[Start Data rows]

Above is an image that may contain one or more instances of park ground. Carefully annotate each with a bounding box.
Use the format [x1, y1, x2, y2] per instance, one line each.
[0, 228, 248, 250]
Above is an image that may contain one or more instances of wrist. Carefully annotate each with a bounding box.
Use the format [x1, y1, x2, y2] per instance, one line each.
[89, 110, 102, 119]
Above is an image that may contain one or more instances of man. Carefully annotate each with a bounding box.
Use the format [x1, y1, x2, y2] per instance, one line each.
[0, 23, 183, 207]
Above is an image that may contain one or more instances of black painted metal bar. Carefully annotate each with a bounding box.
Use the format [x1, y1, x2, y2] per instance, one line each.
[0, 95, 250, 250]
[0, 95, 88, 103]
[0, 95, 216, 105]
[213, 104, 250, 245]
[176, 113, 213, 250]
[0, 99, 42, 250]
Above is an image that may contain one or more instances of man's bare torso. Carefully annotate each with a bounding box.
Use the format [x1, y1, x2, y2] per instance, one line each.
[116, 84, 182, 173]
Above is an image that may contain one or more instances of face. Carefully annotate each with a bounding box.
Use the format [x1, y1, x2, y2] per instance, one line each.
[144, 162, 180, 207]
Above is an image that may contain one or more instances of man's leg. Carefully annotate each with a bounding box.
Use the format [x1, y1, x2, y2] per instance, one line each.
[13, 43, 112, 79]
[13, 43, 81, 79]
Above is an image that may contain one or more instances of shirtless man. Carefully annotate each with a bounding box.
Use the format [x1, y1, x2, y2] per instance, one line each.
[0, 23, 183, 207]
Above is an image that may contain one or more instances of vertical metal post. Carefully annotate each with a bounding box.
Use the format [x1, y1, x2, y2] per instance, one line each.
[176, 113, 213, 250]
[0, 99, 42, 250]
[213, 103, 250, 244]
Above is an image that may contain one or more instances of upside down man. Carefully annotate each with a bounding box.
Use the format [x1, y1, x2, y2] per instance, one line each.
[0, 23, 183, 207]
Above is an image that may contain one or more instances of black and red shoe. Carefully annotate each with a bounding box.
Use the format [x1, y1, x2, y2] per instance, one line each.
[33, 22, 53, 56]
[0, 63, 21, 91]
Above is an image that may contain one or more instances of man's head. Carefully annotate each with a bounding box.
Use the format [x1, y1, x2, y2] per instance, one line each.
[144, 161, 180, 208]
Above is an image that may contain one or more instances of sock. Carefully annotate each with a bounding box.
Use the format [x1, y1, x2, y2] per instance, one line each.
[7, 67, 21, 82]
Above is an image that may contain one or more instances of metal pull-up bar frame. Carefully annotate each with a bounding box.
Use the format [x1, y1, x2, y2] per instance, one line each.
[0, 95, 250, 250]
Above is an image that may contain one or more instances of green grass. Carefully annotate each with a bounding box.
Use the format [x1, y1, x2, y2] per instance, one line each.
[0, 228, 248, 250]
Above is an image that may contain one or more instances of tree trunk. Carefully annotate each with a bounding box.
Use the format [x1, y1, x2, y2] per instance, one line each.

[End Data rows]

* Task description: Print all of the entries above again verbatim, keeping every line in its original order.

* Response for this exercise:
Above is an image that may contain one or more instances of park ground. Carefully annotate each with a bounding box.
Use the format [x1, y1, x2, y2] per instance, one line each.
[0, 228, 248, 250]
Above is an image that may contain one or more instances of wrist. Carefully annotate each with a bounding box.
Use the format [x1, y1, x2, y2] per instance, one line each.
[89, 110, 102, 119]
Above is an image that may contain one or more instances of man. Carefully annotate each with a bounding box.
Use the format [x1, y1, x2, y2] per instance, one line each.
[0, 23, 183, 207]
Above is an image that may contain one or more instances of black painted metal bar. Carefully annotate each with a bounding box.
Use the format [x1, y1, x2, y2] per instance, one line each.
[0, 95, 250, 250]
[0, 95, 88, 103]
[0, 95, 216, 105]
[213, 104, 250, 245]
[176, 113, 213, 250]
[0, 99, 42, 250]
Above is an image that may contain one or more instances of man's bare torso. Carefully annotate each with a bounding box.
Use the format [x1, y1, x2, y2] per instance, one line each.
[116, 84, 182, 173]
Above is an image that may contain one or more instances of face. Carefully annotate each with a bounding box.
Use the format [x1, y1, x2, y2] per instance, one line each.
[144, 162, 180, 207]
Above is an image that may contain one or more instances of man's leg. Carefully annotate each with a bounding box.
Use the format [x1, y1, x2, y2] per instance, one line each.
[13, 43, 112, 79]
[13, 43, 81, 79]
Above is an image that may contain one or more instances of shirtless man. Carefully annotate each with a bounding box.
Use the format [x1, y1, x2, y2] per instance, one line each.
[0, 23, 183, 207]
Above is an image that may contain one or more instances of vertical metal post. Carefully annotate each with a bounding box.
Use the format [x1, y1, x2, y2] per instance, one line each.
[176, 113, 213, 250]
[0, 99, 42, 250]
[213, 103, 250, 244]
Above is an image that may contain one or more instances of upside down man. Carefully annotate each with a bounding box.
Use the format [x1, y1, x2, y2] per instance, one line each.
[0, 23, 183, 207]
Above is an image that may contain one or more instances of black and red shoe. Carefully annotate each with a bounding box.
Use the format [x1, y1, x2, y2] per instance, one line each.
[33, 22, 53, 56]
[0, 63, 21, 91]
Above is an image that may contain one or more instances of man's head. Carefully annotate each with a bounding box.
Use the format [x1, y1, x2, y2] per instance, one line each.
[144, 161, 180, 208]
Above is an image that may contain one or more instances of sock. Carefully annotate each with a bounding box.
Use the format [x1, y1, x2, y2] per instance, one line each.
[7, 67, 21, 82]
Above is an image that may contain one or more instances of metal pull-up bar frame. Carefully annotate each with a bounding box.
Use the format [x1, y1, x2, y2] per instance, one line each.
[0, 95, 250, 250]
Above is an image that may contain one or more instances of green grass. Carefully annotate each with a bounding box.
Use the format [x1, y1, x2, y2] per instance, one line each.
[0, 228, 248, 250]
Above is an image that may contain one or more instances of tree trunk. Carefully annotate each with a bounding box.
Use the format [x1, y1, x2, y2] per instance, one line each.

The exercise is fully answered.